**WORK REQUIRED**.
Copy every line of the entries below word for word, changing nothing.

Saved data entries
[START]
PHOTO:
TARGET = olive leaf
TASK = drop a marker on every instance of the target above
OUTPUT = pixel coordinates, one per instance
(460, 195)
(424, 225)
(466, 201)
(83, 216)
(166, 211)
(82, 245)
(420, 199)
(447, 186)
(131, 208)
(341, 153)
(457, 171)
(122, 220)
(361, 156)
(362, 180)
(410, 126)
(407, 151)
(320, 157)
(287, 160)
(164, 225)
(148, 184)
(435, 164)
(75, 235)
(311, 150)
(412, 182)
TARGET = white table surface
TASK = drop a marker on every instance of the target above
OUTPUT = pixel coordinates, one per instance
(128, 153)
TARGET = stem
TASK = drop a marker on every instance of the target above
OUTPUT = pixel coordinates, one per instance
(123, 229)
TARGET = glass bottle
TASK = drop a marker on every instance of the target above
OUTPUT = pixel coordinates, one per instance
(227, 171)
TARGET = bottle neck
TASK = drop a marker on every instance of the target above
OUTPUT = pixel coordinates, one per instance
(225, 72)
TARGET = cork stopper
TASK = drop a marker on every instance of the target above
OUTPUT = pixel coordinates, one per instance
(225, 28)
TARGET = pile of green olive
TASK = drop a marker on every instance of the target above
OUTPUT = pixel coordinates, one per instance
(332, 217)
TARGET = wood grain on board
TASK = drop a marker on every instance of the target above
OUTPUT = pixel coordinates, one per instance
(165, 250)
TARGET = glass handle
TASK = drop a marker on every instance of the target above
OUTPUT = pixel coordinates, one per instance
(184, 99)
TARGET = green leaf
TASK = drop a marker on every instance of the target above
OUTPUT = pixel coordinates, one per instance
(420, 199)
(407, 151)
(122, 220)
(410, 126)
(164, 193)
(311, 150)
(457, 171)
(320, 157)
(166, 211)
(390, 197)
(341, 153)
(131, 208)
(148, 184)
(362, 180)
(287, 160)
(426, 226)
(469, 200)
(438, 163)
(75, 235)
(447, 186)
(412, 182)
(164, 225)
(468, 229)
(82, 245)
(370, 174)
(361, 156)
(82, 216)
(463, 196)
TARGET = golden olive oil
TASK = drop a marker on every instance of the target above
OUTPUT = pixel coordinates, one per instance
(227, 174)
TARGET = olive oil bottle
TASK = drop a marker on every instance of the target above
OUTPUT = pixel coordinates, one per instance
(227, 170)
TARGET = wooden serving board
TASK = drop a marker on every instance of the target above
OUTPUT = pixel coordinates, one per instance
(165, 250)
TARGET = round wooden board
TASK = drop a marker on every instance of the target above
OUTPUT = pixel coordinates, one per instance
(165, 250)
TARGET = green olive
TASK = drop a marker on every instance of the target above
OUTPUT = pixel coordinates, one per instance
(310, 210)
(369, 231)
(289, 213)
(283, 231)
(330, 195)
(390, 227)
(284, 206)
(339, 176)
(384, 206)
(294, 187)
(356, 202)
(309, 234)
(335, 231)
[END]
**SOLUTION**.
PHOTO:
TARGET = olive leaf
TASK = drop a marker on every instance of the target above
OUTPUT = pixel coordinates, one per instance
(460, 195)
(424, 225)
(466, 201)
(83, 216)
(166, 211)
(82, 245)
(420, 199)
(447, 186)
(131, 208)
(341, 153)
(457, 171)
(122, 220)
(361, 156)
(362, 180)
(410, 126)
(407, 151)
(320, 157)
(287, 160)
(164, 225)
(148, 184)
(435, 164)
(75, 235)
(311, 150)
(412, 182)
TARGET = white table surface
TASK = drop a marker on every instance of the target above
OUTPUT = pixel coordinates, one per instance
(128, 153)
TARGET = stem
TASK = drop a marker on every instance of the target above
OUTPUT = pixel coordinates, one per instance
(123, 229)
TARGET = glass bottle
TASK = drop a marker on every instance of the target above
OUTPUT = pixel coordinates, one per instance
(227, 171)
TARGET = bottle neck
TASK = drop a marker on every instance of the target above
OUTPUT = pixel coordinates, one per instance
(225, 72)
TARGET = cork stopper
TASK = drop a marker on every instance of the target above
OUTPUT = pixel coordinates, one per instance
(225, 28)
TARGET = pile of green olive
TASK = drop a marker on every instance of the target above
OUTPUT = pixel coordinates, one per instance
(332, 217)
TARGET = wood grain on board
TASK = drop a marker on every instance of the target above
OUTPUT = pixel coordinates, one per instance
(165, 250)
TARGET = glass handle
TASK = drop a marker on every instance of the target above
OUTPUT = pixel coordinates, one per instance
(184, 99)
TARGET = green leaf
TASK = drop a marker on every instance of the target above
OUTPUT = pixel coordinates, one per instance
(420, 199)
(407, 151)
(122, 220)
(410, 126)
(164, 193)
(311, 150)
(457, 171)
(320, 157)
(166, 211)
(390, 197)
(341, 153)
(131, 208)
(148, 184)
(362, 180)
(287, 160)
(426, 226)
(469, 200)
(438, 163)
(75, 235)
(447, 186)
(412, 182)
(164, 225)
(468, 229)
(82, 245)
(370, 174)
(361, 156)
(82, 216)
(463, 196)
TARGET = golden olive oil
TASK = drop a marker on every instance of the target above
OUTPUT = pixel coordinates, one per instance
(227, 174)
TARGET = olive oil bottle
TASK = drop a marker on every instance of the target above
OUTPUT = pixel coordinates, one per instance
(227, 170)
TARGET = wooden serving board
TASK = drop a marker on every instance of the target above
OUTPUT = pixel coordinates, one per instance
(165, 250)
TARGET = round wooden board
TASK = drop a marker on every instance of the target above
OUTPUT = pixel coordinates, one per instance
(165, 250)
TARGET = green olive
TASK = drop a marker on every instance of the target above
OUTPUT = pixel coordinates, one per instance
(310, 210)
(369, 231)
(289, 213)
(283, 231)
(330, 195)
(390, 227)
(284, 206)
(339, 176)
(384, 206)
(294, 187)
(356, 202)
(309, 234)
(335, 231)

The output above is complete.